Substitute "coarse mask" for "rough mask" everywhere in the items below, and write them out again with nothing else changed. Leave the pictures out.

THE DATA:
——

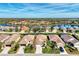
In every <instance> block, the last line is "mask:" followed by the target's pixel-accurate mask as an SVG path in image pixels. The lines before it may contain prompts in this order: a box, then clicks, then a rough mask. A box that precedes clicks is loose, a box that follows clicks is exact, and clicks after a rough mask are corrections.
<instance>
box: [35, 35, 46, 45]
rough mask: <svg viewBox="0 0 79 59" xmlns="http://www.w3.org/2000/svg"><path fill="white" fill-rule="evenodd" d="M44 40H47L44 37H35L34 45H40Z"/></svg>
mask: <svg viewBox="0 0 79 59" xmlns="http://www.w3.org/2000/svg"><path fill="white" fill-rule="evenodd" d="M46 40H47V36H46V35H37V36H36V44H42V43H43V42H44V41H46Z"/></svg>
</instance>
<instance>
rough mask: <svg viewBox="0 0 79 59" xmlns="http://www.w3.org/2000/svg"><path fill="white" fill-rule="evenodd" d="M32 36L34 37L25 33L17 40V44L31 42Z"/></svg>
mask: <svg viewBox="0 0 79 59" xmlns="http://www.w3.org/2000/svg"><path fill="white" fill-rule="evenodd" d="M34 37H35V36H34V35H25V36H24V37H23V38H22V40H21V41H20V42H19V44H26V43H28V42H31V43H33V40H34Z"/></svg>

——

ANSWER SPACE:
In every <instance> block, the last line is "mask:" followed by the target's pixel-accurate mask as an SVG path in image pixels. The lines before it may contain prompts in this order: a box, then clicks, then a coarse mask. A box that precedes clicks is loose, a box that follows clicks is exact, and clicks after a coarse mask are corrections.
<instance>
box: [35, 35, 46, 45]
coarse mask: <svg viewBox="0 0 79 59" xmlns="http://www.w3.org/2000/svg"><path fill="white" fill-rule="evenodd" d="M44 40H47L44 37H35L34 45H40Z"/></svg>
mask: <svg viewBox="0 0 79 59" xmlns="http://www.w3.org/2000/svg"><path fill="white" fill-rule="evenodd" d="M46 40H47V36H46V35H37V36H36V44H42V43H43V42H44V41H46Z"/></svg>
</instance>
<instance>
coarse mask: <svg viewBox="0 0 79 59" xmlns="http://www.w3.org/2000/svg"><path fill="white" fill-rule="evenodd" d="M32 36L34 37L25 33L17 40V44L31 42Z"/></svg>
mask: <svg viewBox="0 0 79 59" xmlns="http://www.w3.org/2000/svg"><path fill="white" fill-rule="evenodd" d="M34 37H35V36H34V35H25V36H24V37H23V38H22V40H21V41H20V42H19V44H26V43H28V42H31V43H33V40H34Z"/></svg>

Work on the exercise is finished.